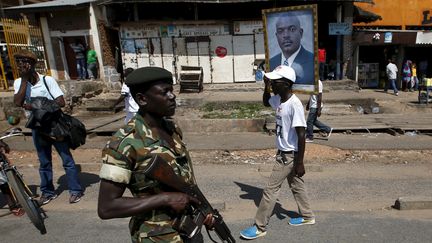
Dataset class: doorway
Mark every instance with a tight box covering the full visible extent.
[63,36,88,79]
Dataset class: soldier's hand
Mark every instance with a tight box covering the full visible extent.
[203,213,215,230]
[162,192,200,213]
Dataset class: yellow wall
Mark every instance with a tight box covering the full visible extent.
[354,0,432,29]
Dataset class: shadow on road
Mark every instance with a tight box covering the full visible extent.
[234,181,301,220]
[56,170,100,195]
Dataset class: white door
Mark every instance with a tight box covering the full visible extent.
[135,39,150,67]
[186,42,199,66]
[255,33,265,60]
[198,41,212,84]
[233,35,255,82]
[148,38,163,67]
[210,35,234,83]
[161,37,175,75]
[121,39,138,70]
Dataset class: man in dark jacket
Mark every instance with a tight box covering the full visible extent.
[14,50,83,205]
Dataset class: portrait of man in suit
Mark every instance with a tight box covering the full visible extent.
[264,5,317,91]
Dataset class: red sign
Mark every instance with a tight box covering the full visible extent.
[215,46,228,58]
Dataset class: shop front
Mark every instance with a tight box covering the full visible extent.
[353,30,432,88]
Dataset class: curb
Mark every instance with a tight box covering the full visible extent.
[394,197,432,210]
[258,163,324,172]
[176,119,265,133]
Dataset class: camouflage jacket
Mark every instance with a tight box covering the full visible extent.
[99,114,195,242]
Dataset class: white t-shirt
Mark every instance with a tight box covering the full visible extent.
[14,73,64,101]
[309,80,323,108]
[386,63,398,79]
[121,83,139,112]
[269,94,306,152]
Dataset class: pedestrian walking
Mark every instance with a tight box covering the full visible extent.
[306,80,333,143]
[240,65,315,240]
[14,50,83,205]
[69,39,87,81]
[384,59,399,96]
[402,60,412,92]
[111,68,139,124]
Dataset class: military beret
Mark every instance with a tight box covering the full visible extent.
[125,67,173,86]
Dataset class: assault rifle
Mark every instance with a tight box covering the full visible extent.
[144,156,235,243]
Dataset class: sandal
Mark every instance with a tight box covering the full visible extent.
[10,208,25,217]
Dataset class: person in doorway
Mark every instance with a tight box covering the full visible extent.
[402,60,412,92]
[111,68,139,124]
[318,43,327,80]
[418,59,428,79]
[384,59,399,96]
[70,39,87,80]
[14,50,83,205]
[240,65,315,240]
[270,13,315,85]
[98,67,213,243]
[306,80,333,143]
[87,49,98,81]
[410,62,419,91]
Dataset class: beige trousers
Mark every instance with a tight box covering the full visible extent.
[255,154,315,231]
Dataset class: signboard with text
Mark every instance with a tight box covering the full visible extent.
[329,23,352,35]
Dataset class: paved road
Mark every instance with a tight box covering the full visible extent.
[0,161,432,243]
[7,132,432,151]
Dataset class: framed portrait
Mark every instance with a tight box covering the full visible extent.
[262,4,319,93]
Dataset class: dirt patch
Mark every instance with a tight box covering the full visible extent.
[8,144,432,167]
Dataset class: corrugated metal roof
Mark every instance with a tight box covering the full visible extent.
◇ ◇ ◇ ◇ ◇
OBJECTIVE
Give back, word for word, the lines of the records starting at the line that contains "Dataset class: dirt patch" and ending with the last line of the records.

TASK RESULT
Dataset class: dirt patch
Mark every instance with a tight box covering the full visible extent.
[8,144,432,167]
Dataset class: corrugated metal roof
Mark every instance with a tight box covering the full visible extent.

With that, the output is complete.